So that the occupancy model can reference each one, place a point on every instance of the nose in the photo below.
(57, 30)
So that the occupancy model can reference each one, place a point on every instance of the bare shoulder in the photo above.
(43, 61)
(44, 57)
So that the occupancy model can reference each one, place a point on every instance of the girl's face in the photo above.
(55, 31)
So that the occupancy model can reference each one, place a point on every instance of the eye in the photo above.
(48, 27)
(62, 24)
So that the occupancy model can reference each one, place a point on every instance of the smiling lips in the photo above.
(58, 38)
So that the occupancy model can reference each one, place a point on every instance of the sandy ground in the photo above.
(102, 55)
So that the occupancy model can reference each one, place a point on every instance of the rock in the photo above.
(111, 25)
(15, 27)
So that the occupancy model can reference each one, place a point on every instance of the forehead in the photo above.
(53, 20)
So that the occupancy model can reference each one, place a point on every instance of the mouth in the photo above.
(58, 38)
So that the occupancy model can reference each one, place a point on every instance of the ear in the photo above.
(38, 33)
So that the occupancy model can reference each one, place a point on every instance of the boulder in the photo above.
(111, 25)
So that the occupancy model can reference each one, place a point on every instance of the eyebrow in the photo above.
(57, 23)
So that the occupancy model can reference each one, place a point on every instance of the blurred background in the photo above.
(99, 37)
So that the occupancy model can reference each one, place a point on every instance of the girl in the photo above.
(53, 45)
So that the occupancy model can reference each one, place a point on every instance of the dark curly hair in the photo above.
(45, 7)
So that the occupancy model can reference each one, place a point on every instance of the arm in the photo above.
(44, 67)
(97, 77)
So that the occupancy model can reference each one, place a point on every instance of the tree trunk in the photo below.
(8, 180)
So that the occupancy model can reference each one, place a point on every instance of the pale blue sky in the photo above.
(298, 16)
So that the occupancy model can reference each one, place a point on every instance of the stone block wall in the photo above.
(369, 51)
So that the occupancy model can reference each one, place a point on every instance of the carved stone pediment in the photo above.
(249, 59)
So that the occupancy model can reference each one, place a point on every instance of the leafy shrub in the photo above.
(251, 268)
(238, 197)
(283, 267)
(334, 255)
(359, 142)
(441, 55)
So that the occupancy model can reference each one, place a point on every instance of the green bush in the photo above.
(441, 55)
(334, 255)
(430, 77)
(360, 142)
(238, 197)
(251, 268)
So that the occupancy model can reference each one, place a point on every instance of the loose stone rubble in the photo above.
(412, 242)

------------------------------------

**Requirement**
Scale the material starting at the line containing "bush in the photo above." and ending at the last line of the material, rewriting only those lines. Multiply every coordinate in the points by 1.3 and round to whole numbers, with halves rounded up, and copy all other lines unchanged.

**Solution**
So that the occupancy model can reference each one, place a point on every instance of the green bush in the photo above.
(573, 72)
(434, 332)
(559, 100)
(468, 185)
(309, 256)
(326, 348)
So that the occupancy model can reference each one, place a point on every instance of the loose stone rubble in the photo above.
(536, 315)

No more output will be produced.